● DOCUMENT EXTRACT
------------------------------

The company is trying the same plan with LOXO-292. RET fusions—in which the RET gene abnormally fuses to another gene, causing a tumor to grow—occur in about 10 to 20 percent of papillary thyroid cancers, and most importantly from Loxo’s perspective, 2 percent of non-small cell lung cancer cases (lung cancer is the most common form of cancer-related death in the U.S.) A mutation in the RET gene occurs in 60 percent of patients with medullary thyroid cancers. Loxo is one of two companies with RET-targeting drugs in clinical testing, along with Blueprint Medicines (NASDAQ: [[ticker:BPMC]]). Both are aiming for speedy approvals. And larotrectinib could help set the bar for both.

------------------------------

● PROVIDED MATERIAL
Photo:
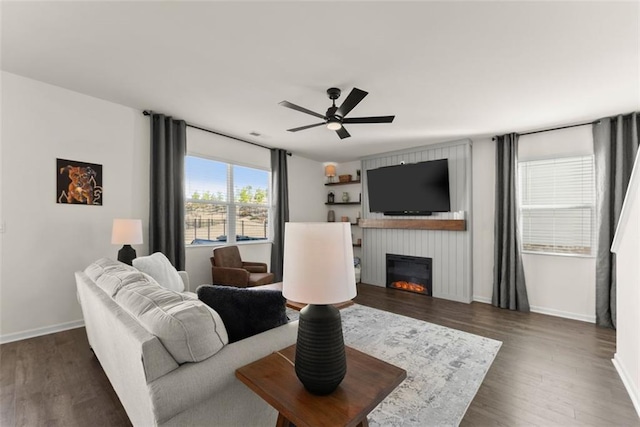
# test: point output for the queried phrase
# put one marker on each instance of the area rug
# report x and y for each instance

------------------------------

● AIM OF THE EXERCISE
In the passage on LOXO-292, in what percentage of patients with medullary thyroid cancers does a mutation in the RET gene occur?

● YOUR RESPONSE
60 percent